• Description of the task:
Pick up the passage below on Shirley Collins and the 1959 Newport Folk Festival after its last sentence and carry it forward.

• Excerpt to read:
It’s the voice of those who for generations have been despised, abused and neglected, and for their part in keeping the music alive, I feel they should be honoured, and their music shouldn’t be appropriated by people who don’t understand this. (p.57)Shirley Collins and Alan Lomax are at the 1959 Newport Folk Festival, just prior to their great song-hunting ‘Southern Journey’. She finds the festival ‘a great disappointment’ (p.56), due to the liberties the performers take with their material. There’s a singer with a voice which is too operatic (Martha Schlamme), and a band who kid around too much (The Kingston Trio). There are other performers she does like, who are less ostentatious, less prone to mix and match styles (Jimmy Driftwood, Jean Ritchie, Frank Warner, Earl Scruggs). Her criticism raises a question about what folk music is: if its great virtue is that it is open to all — a way of history being told, for once, by the losers — then how can rules be imposed by the winners? Disliking a performance is one thing, censuring it for failing to conform to a particular mould is more dubious. Presumably Martha Schlamme intended to sing the way she did, and The Kingston Trio intended to kid around. It’s similar to the old rockism debate, argued firmly on the side of tradition, and against the kind of stylistic hybridity which is the lifeblood of pop music. There is also a class element to what Collins says: she may mean that folk music should only be made by the ‘despised, abused and neglected’, and that modern distortions by performers jumping on the folk revival bandwagon are therefore an affront to and a dilution of a proud outsider tradition.

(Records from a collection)
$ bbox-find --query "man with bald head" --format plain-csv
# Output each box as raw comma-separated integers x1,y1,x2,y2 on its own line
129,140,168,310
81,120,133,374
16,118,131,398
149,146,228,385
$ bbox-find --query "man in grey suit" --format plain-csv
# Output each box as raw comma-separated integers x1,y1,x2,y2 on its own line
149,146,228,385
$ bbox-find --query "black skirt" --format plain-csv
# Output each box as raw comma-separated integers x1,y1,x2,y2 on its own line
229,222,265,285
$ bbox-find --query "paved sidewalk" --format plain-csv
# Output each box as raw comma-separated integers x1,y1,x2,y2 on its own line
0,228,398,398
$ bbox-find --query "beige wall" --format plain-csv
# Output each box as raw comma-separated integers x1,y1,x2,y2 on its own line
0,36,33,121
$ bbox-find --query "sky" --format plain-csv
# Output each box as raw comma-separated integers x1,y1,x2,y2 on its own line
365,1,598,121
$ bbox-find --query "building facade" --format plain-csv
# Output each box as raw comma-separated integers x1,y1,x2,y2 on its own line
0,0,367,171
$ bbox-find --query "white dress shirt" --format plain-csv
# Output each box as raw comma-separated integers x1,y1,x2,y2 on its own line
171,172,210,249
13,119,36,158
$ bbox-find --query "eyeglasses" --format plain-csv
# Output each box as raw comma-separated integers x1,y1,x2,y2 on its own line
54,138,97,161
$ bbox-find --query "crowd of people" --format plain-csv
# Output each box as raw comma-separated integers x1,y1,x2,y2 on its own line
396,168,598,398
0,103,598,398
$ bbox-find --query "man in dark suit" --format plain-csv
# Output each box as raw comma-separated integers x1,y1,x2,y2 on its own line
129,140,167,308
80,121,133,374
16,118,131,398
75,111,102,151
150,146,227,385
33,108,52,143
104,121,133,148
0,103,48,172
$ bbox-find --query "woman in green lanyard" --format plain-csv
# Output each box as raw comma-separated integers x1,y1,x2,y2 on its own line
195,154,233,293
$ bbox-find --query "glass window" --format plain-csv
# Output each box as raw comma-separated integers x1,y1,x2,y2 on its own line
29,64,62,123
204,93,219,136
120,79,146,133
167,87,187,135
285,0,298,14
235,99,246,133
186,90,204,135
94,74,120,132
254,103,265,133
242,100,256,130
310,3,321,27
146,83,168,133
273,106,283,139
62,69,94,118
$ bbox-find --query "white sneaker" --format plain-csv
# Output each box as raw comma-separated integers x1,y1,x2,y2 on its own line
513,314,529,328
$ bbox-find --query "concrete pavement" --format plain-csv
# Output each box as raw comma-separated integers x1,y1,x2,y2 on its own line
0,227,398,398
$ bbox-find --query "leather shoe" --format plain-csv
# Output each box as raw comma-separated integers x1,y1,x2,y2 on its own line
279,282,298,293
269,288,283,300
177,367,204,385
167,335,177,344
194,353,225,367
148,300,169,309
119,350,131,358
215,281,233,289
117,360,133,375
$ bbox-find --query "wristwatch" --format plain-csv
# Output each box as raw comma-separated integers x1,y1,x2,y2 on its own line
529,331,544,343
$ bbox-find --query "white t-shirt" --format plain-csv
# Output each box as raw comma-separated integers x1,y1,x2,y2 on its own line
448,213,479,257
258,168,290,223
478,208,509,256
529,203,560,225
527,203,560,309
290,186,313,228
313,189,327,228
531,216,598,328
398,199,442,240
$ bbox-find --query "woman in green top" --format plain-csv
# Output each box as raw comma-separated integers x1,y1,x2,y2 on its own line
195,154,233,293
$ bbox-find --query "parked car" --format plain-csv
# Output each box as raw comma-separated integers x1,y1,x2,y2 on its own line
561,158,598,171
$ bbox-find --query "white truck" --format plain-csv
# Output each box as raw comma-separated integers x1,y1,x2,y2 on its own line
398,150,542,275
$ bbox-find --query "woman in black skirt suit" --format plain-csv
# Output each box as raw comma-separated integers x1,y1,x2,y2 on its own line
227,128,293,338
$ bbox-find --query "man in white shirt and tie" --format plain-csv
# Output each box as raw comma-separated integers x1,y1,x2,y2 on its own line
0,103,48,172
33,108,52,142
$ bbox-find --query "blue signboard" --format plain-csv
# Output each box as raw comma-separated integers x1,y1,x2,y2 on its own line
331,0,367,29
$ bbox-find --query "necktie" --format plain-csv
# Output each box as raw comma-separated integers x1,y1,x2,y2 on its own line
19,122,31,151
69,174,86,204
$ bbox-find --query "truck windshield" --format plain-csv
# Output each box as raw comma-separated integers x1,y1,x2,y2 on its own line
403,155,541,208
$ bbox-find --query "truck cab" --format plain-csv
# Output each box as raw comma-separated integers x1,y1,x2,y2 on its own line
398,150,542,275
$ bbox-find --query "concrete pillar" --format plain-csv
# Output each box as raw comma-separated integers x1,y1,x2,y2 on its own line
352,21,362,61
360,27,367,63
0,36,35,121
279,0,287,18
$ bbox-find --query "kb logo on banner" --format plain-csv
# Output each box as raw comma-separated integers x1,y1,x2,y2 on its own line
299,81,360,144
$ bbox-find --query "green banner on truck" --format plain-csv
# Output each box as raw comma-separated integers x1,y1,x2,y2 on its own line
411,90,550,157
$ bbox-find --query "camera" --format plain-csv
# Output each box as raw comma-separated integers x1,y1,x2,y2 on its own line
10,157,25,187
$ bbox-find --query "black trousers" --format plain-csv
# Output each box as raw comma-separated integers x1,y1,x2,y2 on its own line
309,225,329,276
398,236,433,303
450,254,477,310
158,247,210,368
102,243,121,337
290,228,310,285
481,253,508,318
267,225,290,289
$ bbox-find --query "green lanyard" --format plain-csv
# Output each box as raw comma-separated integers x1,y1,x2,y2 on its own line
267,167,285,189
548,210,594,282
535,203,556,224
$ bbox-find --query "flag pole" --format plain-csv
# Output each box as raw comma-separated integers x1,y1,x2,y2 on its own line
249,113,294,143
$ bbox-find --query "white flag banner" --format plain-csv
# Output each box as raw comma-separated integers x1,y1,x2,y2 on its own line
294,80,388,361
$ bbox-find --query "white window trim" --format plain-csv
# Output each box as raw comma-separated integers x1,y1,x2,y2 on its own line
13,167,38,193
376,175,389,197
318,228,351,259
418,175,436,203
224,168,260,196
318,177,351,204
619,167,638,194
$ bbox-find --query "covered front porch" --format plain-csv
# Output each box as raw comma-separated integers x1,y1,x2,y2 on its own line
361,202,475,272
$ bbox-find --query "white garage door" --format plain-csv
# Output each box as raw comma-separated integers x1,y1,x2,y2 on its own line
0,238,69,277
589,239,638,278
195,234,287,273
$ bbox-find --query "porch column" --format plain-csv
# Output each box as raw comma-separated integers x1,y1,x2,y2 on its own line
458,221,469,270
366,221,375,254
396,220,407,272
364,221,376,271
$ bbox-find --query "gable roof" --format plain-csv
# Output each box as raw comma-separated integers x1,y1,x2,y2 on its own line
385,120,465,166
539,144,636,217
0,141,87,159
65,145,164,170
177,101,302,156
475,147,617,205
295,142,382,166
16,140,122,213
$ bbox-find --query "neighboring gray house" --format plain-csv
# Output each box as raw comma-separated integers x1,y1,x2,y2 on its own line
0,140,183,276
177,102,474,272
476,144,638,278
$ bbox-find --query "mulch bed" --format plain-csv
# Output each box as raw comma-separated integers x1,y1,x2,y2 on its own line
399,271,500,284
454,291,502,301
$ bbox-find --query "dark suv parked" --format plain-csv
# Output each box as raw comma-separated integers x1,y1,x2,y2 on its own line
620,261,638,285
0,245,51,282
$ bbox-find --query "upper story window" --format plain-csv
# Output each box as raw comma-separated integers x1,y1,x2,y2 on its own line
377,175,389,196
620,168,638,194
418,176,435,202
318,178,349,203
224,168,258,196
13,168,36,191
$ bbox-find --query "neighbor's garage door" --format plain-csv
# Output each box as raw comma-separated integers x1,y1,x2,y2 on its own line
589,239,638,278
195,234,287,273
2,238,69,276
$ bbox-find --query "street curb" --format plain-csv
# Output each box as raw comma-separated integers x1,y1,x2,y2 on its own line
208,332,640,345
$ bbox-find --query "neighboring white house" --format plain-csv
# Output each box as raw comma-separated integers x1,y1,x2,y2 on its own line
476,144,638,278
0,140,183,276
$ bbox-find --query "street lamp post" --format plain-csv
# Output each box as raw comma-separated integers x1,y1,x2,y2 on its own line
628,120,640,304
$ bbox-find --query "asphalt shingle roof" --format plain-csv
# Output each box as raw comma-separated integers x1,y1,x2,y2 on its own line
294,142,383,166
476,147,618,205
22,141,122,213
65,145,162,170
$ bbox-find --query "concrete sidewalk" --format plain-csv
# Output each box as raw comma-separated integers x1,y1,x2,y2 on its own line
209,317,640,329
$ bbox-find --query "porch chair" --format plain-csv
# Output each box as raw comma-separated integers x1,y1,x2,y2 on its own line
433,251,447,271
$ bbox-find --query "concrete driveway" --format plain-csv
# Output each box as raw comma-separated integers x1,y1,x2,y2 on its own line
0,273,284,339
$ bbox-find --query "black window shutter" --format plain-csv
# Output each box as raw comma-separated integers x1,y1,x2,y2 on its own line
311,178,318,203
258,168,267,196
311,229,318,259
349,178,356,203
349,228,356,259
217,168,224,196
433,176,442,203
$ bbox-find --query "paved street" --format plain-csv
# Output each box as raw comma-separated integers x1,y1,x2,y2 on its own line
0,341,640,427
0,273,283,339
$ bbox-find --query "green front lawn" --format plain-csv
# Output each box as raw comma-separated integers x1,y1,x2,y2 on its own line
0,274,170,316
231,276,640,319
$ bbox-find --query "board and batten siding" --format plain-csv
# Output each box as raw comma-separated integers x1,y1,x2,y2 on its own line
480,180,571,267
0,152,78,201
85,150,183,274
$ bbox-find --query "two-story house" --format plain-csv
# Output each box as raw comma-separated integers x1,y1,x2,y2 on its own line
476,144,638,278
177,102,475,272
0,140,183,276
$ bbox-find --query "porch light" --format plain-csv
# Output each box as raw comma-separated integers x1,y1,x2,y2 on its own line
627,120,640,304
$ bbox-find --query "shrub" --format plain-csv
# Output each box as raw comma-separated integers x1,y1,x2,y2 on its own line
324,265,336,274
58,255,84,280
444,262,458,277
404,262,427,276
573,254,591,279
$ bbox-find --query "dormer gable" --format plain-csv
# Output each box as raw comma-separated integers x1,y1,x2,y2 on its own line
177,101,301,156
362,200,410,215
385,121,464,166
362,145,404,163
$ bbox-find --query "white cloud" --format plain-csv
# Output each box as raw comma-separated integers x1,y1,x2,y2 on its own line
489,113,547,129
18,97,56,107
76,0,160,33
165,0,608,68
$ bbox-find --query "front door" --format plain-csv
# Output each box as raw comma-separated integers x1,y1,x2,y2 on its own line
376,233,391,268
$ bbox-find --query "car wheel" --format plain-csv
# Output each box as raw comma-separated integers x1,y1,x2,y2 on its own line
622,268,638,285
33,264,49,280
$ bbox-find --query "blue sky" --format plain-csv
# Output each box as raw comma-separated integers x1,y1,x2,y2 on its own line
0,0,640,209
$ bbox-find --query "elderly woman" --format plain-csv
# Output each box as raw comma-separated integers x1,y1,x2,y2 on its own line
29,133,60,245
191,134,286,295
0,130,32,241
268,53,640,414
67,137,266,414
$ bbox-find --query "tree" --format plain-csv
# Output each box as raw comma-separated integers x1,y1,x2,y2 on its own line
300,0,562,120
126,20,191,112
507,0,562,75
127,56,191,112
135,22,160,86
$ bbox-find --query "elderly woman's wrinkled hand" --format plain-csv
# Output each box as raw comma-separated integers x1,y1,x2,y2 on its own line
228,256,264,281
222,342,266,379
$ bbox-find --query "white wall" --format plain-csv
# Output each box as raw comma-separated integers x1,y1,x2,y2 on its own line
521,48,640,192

• Output for this exercise:
America Over the Water tells two stories, in alternate chapters. One is the story of Collins’ journey with Lomax, and the other is an account of her childhood up to the age of 17, in 1952, when she realises she must move away from the backwater of Hastings if she wants to make it as a folk singer. The austerity of postwar small town life contrasts in interesting ways with the kind of life Lomax leads, always on the move, a voracious cultural tourist and archivist. It’s not that he’s rich (the ‘Southern Journey’ gets increasingly hand-to-mouth near the end), but he has a global perspective, a need to be everywhere. Just how un-cosmopolitan Collins is comes out in her cooking, which fails to impress Lomax. She prepares a dish called ‘sukey’:
You put milk in a saucepan, added chopped up cheddar cheese, a knob of butter and white pepper (the only sort there was available then), put it on the heat and stirred it till the cheese was melted and stringy, and then you poured it over toast. It did make the toast soggy, but we’d loved it as children. (pp. 23-4)Some of her strongest impressions of America are of the food she finds there:
And the food on the train! I mean, even the breakfasts were out of this world! To start, a choice of strawberries, raspberries, cantaloupe and honeydew melons, figs, prunes, blueberries...... a choice from a dozen cereals, followed by eggs with ham, sausage, bacon, fish, with toast or muffins, french rolls or sweet rolls, pancakes, wheatcakes, and perfect coffee! All this on a train! (p. 40)This is from one of the letters home to her mother and sister that Collins gives in their entirety. She’s no mean archivist herself, and includes many letters, postcards and photos in the book. If she can find a piece of writing she did at the time, she uses this directly rather than re-writing, and it helps to capture the spirit of this irrepressible young woman, who seems to have made friends wherever she went. The final chapter, ‘The Ending’, gives a potted history of Collins’ subsequent career and the loss of confidence which led to her giving it up, so there’s a fragility too to the joyous letters from an earlier time. Their spirit won’t be lost, but it won’t remain quite unbroken either.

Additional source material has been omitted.